→ Written problem
Only the pictures are omitted; repeat all other data exactly.

→ Given records

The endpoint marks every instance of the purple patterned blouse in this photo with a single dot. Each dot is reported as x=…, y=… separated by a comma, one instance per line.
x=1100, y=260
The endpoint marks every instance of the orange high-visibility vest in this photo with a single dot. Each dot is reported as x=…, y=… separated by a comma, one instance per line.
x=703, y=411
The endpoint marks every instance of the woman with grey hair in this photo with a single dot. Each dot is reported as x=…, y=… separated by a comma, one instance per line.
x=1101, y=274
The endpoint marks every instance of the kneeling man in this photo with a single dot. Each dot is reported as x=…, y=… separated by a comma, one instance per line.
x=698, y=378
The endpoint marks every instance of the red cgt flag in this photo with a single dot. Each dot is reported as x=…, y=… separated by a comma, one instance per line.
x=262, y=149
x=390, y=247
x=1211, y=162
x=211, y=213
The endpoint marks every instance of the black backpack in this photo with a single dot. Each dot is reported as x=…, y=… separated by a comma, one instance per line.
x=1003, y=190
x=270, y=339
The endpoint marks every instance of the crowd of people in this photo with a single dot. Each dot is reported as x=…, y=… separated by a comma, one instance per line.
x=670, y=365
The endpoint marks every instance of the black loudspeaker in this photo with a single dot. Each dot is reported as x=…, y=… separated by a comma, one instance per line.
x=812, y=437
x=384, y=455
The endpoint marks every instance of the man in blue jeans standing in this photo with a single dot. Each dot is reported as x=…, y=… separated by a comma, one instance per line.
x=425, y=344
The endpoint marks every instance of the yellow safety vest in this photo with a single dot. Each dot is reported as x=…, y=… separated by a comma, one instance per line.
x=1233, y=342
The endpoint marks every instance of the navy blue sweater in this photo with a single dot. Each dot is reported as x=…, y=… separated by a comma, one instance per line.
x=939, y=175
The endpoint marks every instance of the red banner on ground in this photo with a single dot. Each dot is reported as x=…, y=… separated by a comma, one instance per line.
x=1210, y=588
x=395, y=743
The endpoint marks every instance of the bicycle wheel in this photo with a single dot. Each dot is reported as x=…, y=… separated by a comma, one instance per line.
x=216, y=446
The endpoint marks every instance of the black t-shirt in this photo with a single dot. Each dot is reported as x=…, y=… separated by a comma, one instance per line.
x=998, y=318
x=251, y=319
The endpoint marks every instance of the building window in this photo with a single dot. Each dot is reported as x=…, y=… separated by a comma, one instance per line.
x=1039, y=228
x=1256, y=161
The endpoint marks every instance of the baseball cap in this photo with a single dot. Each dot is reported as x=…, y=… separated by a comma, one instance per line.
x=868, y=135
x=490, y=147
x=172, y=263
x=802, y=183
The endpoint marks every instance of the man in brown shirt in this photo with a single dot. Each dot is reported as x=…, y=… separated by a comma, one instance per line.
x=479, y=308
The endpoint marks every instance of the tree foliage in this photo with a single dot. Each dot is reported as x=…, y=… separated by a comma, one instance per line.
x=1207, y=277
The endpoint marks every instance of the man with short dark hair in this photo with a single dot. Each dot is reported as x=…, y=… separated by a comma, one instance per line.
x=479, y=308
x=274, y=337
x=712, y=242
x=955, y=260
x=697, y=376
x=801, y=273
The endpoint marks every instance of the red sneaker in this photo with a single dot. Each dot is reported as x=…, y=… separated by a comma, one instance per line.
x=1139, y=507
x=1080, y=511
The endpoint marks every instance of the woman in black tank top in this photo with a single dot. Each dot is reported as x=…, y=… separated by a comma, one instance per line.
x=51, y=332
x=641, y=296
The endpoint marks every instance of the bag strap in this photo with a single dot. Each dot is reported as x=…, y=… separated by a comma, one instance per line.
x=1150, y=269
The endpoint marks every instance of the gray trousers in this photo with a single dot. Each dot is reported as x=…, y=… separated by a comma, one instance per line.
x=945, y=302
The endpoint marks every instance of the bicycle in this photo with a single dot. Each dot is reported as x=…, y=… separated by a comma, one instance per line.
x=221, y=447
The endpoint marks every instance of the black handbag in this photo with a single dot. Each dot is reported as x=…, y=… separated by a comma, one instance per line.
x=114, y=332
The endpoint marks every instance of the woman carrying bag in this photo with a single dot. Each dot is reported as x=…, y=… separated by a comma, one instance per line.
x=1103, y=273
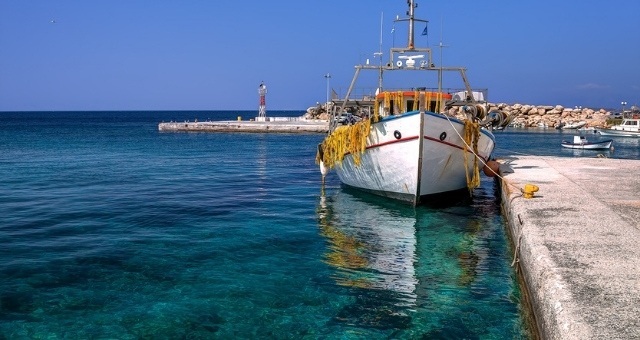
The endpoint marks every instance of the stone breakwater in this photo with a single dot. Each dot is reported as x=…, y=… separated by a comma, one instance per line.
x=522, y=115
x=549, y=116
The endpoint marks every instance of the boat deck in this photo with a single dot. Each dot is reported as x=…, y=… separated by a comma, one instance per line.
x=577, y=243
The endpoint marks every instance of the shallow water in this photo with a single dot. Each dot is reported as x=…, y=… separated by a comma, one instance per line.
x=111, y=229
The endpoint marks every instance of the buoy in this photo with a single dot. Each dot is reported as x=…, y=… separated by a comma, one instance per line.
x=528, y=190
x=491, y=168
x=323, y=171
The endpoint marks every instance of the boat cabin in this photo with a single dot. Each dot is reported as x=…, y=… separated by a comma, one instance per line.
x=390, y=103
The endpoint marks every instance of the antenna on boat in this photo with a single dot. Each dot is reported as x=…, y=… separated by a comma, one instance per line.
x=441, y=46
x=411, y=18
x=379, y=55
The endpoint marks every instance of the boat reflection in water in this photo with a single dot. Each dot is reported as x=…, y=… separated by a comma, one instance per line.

→ Complete output
The endpoint marks every instance of the purple patterned blouse in this photo with a single dot. Each dot is reported as x=…, y=… separated by a comma, one instance per line.
x=1100, y=260
The endpoint marks every instance of the orange high-visibility vest in this photo with a single dot. Each dot is reported as x=…, y=… separated by a comma, one instance per line.
x=703, y=411
The endpoint marks every instance of the woman with grey hair in this photo with a single dot. Each dot is reported as x=…, y=… separated by a comma, one instance per line.
x=1101, y=274
The endpoint marks every instance of the kneeling man in this photo with a single dot. Each dot is reported as x=…, y=… separated by a comma, one instance per line.
x=698, y=378
The endpoint marks every instance of the red cgt flag in this photo with a single dot. Each dot is reported as x=…, y=… separated by a comma, one instance per line.
x=262, y=149
x=390, y=247
x=1211, y=162
x=211, y=213
The endpoint marks every instance of the black backpack in this photo with a single dot. Each dot is reported as x=…, y=… separated by a comma, one instance per line.
x=1003, y=190
x=270, y=339
The endpoint marks every instance of the crowd of people in this photo with a single dot. Each dot is reported as x=…, y=… separated by a comma, one instance per line.
x=670, y=365
The endpoint marks every instance of the black loudspeaker in this photo with a single dot. Each dot is reported as x=…, y=… separated by a comma, one instance per line.
x=812, y=437
x=384, y=455
The endpoint marks every instance of the man in blue jeans standing in this photo with a single dot. Each dot is reported as x=…, y=… separated by a comma, one instance per line.
x=425, y=344
The endpoint marks every instance of the yellow safety vest in this photo with a single dot. Each dot is reported as x=…, y=… separated by a comma, one instance per line.
x=1233, y=342
The endpoint marks every instance of the navy blue sweater in this photo with a single dot. Each dot is reported as x=…, y=… separated by a comma, one instance per line.
x=939, y=175
The endpoint marks every instance of the red banner on ground in this photo with a single dot. Each dot is reported as x=…, y=… separated by a comma, one instance per line.
x=1210, y=588
x=395, y=743
The endpoint marks every instance of the bicycle wheel in this photo with a single dot. Each dot is reported as x=…, y=… separated by a comma, one instance per line.
x=216, y=446
The endpoint marks every instance of the black t-shirt in this photo with a single dot. Each dot is reported as x=…, y=… separated by a comma, one instance per line.
x=998, y=318
x=251, y=319
The endpoint marks every instance of the building window in this photo with a single dot. Each dot is reported as x=…, y=… separated by a comma, one instance per line.
x=1039, y=228
x=1256, y=161
The endpoint marks every instance of the baseball cap in this photo with a single dot. Each dot is reported as x=…, y=… separated by a comma, one instance per line.
x=868, y=135
x=490, y=147
x=172, y=263
x=802, y=183
The endpoint marks every instance of the man in brown shirt in this photo with a single dot. Each dot is reported as x=…, y=… separated by a comma, one instance per line.
x=479, y=308
The endpoint marks every instance of the tree foliage in this photo with a single dot. Each dot is reported as x=…, y=… separated by a comma, one instance per line.
x=1207, y=277
The endpoint marks every instance of the man with short dark hair in this photo with a single dot. Each dot is reported as x=…, y=… separated by a comma, one instance per line.
x=479, y=308
x=274, y=337
x=712, y=242
x=955, y=260
x=697, y=376
x=801, y=273
The endpoint marks every instance of the red sneaker in this photo with a single dot. Each dot is reported as x=…, y=… separated by a comma, one instance per line.
x=1139, y=507
x=1080, y=511
The endpoint marks every instance of the woman in black tank top in this photo with a single dot. Each dot is reported as x=…, y=… separated by a comma, one instance per line.
x=51, y=332
x=641, y=296
The endpoint marks every instance of the bag strap in this photo with a single dot. Each dot is reported as x=…, y=… separated by a comma, one instance per line.
x=1150, y=269
The endpoint marks every instance of the gray trousers in this photo with a single dot. Each dot is reported as x=…, y=… separated by a comma, one instance per line.
x=945, y=302
The endpoint marks every instance of the bicycle in this photo with a single dot. Each dot is reported as x=…, y=… separated by a comma, one instance per line.
x=221, y=447
The endpoint marks every instance of the black handbag in this photo with a single dot. Each dot is reported as x=…, y=… separated by a comma, one instance per line.
x=114, y=332
The endpoint marks every instance of the woman carrying bag in this photo with a single dot. Each dot is reported as x=…, y=… separated by a comma, one instance per line.
x=1103, y=273
The endpoint marks every instance of the stone breakwater in this photo with a single dot. Each dot is reported as x=…, y=… separated by a comma, one instance per line.
x=522, y=115
x=549, y=116
The endpoint marks every instance of the boat deck in this photo with a single dot. Each dot is reported as x=…, y=… separated by a comma, one instance per line.
x=577, y=243
The endpoint marks every instance of the shallow water in this photo with a single dot. Each dot is reported as x=…, y=… separated by a comma, one instance per line.
x=111, y=229
The endpoint marks every instance of the buoy in this photo with a single dot. Each dot is reported as x=…, y=… separated by a comma, one instance per line.
x=528, y=190
x=491, y=168
x=323, y=171
The endpoint marks every instance of the boat cabin in this photo with a single dot. Each dot is reported as x=…, y=… separated by a comma, one instance per line.
x=390, y=103
The endpoint marks every instance of the antenna on boat in this photo with a single dot. Each dot is reported as x=…, y=… separated by a comma, one instance per line.
x=441, y=46
x=411, y=18
x=379, y=55
The endpoint marks every instance of the boat reflection in water in this photo with a single dot. Each dot is reported as x=…, y=… separated by a comma, one instance per line.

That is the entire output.